*Work order*
In the material below, the lines to reproduce exactly are the one containing "occurrence of textured" and all lines after it through the last.

*** Opening Source information ***

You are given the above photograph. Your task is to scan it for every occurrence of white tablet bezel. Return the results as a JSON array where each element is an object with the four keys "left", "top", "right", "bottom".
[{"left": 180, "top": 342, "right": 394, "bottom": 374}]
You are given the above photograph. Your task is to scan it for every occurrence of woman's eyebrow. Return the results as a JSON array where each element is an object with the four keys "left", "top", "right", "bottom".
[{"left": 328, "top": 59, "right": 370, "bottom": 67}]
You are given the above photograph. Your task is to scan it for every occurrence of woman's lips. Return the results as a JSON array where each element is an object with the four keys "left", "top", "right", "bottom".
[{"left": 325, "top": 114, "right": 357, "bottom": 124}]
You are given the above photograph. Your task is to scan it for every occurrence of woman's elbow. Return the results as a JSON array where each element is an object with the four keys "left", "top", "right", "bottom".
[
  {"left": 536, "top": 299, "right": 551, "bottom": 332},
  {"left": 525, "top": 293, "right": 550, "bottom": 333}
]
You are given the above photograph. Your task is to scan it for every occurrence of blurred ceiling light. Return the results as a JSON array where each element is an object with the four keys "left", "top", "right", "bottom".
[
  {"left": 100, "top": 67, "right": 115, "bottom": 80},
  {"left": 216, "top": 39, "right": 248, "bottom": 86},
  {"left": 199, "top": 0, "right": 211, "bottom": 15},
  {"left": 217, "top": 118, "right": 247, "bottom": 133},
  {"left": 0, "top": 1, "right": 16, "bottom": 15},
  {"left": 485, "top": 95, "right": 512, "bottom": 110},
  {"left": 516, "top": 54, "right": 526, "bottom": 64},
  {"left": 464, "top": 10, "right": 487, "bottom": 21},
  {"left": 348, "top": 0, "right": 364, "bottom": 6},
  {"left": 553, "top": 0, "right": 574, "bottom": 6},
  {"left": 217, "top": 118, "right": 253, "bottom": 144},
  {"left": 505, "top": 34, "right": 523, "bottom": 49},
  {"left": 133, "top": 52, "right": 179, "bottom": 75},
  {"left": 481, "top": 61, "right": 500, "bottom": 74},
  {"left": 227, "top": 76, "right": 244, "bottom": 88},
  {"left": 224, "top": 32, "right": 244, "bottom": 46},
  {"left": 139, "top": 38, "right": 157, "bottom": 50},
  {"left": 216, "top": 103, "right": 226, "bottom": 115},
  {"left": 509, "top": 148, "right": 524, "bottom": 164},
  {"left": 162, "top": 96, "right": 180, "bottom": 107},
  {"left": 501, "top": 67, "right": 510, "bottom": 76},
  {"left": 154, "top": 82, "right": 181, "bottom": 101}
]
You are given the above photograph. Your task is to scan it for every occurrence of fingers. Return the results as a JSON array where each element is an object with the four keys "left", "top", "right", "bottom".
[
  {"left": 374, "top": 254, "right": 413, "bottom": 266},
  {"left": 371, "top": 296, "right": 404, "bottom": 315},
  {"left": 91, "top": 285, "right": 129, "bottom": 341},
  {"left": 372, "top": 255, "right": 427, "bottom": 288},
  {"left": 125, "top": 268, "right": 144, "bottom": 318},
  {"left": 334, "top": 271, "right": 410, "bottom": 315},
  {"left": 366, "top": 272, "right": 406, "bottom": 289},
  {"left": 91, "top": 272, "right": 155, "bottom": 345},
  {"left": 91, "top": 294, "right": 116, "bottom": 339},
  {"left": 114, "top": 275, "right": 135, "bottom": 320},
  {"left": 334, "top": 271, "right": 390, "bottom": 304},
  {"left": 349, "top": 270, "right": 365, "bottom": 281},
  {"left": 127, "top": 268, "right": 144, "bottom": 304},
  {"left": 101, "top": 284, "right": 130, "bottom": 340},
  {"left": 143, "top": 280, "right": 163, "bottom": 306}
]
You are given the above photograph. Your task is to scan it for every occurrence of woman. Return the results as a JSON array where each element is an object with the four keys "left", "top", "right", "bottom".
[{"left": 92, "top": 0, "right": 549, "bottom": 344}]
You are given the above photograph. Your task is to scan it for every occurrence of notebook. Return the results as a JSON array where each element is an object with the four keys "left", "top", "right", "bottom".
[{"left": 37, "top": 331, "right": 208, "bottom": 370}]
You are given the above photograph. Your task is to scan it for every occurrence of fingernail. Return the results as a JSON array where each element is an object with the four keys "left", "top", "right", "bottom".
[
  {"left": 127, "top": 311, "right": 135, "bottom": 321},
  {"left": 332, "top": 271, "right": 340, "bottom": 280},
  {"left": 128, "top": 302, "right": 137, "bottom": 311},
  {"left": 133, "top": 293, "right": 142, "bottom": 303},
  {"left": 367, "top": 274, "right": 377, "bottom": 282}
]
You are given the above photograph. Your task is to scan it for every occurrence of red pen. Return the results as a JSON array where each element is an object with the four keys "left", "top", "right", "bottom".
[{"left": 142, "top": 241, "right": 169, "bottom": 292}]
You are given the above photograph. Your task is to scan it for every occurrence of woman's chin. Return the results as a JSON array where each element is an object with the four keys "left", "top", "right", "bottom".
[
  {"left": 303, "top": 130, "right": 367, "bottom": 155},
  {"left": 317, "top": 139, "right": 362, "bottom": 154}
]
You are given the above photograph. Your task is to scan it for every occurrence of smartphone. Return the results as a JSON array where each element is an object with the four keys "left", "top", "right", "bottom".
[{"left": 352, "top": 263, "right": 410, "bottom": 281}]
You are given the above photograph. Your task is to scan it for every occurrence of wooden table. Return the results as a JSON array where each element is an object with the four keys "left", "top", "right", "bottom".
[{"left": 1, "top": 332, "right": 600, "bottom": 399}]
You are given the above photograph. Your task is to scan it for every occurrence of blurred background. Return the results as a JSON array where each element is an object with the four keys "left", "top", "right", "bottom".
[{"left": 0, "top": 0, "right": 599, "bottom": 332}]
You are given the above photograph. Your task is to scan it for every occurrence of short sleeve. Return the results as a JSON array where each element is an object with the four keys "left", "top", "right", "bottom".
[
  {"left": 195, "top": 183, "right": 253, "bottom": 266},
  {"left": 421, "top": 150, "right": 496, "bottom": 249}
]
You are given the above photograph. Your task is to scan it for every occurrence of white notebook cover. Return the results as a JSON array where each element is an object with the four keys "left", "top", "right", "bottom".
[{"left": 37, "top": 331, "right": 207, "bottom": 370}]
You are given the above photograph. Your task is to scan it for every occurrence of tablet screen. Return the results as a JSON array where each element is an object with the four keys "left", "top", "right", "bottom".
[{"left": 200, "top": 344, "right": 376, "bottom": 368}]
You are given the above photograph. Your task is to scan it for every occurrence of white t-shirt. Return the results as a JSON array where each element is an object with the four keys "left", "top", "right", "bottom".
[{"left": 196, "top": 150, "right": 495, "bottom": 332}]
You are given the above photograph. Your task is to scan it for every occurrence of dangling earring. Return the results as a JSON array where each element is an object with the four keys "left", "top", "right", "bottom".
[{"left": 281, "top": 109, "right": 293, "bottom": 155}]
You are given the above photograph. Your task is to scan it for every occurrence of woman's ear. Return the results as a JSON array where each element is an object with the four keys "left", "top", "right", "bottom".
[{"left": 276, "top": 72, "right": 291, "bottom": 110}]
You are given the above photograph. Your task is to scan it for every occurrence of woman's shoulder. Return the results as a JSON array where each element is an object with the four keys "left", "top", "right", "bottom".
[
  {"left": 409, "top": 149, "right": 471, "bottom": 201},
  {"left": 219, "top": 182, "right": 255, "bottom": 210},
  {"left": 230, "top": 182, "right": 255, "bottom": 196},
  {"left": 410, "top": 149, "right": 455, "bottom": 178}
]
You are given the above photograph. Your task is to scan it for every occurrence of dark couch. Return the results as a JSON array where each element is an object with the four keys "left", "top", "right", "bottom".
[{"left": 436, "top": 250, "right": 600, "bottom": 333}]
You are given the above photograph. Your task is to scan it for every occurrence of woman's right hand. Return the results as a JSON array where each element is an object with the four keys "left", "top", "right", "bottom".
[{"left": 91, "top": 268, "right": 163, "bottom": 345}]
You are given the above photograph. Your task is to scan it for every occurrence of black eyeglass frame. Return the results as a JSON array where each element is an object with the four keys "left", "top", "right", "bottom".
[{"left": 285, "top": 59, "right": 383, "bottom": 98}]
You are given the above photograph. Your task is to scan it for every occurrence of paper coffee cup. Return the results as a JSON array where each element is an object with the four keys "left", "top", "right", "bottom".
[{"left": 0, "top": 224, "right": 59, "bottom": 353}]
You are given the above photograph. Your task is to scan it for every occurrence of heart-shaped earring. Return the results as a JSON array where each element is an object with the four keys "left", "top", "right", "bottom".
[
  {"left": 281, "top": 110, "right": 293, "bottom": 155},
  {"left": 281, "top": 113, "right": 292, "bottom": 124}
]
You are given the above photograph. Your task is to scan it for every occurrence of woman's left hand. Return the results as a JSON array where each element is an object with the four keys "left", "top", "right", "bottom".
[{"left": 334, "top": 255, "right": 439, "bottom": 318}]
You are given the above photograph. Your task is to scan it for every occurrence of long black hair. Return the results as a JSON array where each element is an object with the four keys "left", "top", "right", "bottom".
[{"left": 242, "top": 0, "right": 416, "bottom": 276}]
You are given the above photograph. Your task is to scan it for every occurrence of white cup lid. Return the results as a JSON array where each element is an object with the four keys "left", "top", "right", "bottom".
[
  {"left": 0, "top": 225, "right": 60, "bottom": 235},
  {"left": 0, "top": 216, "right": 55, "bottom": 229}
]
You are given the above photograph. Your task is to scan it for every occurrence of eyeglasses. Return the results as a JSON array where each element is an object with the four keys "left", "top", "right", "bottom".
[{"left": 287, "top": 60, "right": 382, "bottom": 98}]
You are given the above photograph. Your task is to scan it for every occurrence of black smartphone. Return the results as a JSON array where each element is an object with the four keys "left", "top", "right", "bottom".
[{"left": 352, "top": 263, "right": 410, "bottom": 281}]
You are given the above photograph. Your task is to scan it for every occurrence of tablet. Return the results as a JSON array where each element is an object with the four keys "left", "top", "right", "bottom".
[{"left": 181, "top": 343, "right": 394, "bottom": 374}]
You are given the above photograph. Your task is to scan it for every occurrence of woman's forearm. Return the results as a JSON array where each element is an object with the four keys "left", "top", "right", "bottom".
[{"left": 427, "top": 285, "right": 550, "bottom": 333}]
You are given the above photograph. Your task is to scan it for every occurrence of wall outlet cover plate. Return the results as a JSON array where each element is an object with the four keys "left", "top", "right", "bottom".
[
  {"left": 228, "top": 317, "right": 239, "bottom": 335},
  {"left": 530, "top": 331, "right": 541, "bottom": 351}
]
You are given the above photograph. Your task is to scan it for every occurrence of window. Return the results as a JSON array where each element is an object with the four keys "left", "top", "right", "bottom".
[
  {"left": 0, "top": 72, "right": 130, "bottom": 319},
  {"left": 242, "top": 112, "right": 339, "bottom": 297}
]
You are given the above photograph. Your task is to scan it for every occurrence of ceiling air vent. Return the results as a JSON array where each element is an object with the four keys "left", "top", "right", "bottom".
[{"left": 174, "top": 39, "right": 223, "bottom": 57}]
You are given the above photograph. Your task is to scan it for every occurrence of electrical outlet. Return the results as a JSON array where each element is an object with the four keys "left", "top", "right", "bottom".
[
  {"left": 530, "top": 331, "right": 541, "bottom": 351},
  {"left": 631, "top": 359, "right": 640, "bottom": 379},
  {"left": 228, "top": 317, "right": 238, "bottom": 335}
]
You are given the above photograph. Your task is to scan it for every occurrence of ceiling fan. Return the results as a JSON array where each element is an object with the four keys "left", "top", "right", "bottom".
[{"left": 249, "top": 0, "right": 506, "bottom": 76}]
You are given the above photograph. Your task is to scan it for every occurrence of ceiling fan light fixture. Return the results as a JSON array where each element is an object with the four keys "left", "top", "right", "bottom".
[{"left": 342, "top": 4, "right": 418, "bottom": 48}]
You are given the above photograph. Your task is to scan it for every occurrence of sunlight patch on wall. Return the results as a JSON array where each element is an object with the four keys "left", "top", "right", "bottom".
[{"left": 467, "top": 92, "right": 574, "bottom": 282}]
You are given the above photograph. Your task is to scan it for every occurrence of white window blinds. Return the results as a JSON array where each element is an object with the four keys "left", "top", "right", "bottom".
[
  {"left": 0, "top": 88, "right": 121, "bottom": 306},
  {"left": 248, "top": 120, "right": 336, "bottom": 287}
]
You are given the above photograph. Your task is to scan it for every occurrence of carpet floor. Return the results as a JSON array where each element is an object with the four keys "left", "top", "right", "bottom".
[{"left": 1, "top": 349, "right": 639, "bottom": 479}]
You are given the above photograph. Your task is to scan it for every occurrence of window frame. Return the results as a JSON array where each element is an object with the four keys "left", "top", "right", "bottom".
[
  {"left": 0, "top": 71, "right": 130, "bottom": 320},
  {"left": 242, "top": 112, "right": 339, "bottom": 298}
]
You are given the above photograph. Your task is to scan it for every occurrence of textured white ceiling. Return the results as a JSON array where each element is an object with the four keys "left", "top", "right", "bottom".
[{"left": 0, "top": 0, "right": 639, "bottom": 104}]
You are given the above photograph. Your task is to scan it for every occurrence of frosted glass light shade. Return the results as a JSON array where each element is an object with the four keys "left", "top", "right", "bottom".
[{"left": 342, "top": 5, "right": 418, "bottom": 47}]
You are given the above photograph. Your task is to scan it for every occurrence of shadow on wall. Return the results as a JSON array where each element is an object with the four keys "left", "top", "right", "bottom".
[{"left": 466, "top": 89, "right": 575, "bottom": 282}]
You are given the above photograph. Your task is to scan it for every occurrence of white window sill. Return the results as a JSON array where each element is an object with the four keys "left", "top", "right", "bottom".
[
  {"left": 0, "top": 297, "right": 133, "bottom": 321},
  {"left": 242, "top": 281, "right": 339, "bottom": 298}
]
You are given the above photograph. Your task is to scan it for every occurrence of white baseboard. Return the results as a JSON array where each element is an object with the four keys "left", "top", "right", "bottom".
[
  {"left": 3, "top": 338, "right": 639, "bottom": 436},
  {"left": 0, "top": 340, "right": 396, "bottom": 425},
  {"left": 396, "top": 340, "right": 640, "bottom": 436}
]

*** Closing Source information ***

*Answer to this problem*
You are given the above photograph. Your task is to scan it for every occurrence of textured white ceiling. Return the results as a JSON array where each element is an object with the four keys "left", "top", "right", "bottom".
[{"left": 0, "top": 0, "right": 639, "bottom": 104}]
You are given the above photograph. Your task is to scan it for every occurrence of frosted glass light shade. Return the results as a JSON array where each element is an object with the four keys "left", "top", "right", "bottom".
[{"left": 342, "top": 5, "right": 418, "bottom": 47}]
You are given the above photograph. Your task is to scan it for every occurrence of shadow on wall. Return the results as a JSON array where each element is an object with the four keys "left", "top", "right", "bottom".
[{"left": 466, "top": 89, "right": 575, "bottom": 282}]
You are given the above photograph. Your task is to scan it for every occurrence of white window sill. Return the results as a JSON array where each element is an object with the four keys "left", "top", "right", "bottom".
[
  {"left": 0, "top": 297, "right": 133, "bottom": 321},
  {"left": 242, "top": 281, "right": 339, "bottom": 298}
]
You are given the above photograph. Your task is to scan it for every occurrence of white baseboard. Return the results as a JSON array where each element is an object with the four keys "left", "top", "right", "bottom".
[
  {"left": 3, "top": 338, "right": 639, "bottom": 436},
  {"left": 0, "top": 340, "right": 396, "bottom": 425},
  {"left": 396, "top": 340, "right": 640, "bottom": 436}
]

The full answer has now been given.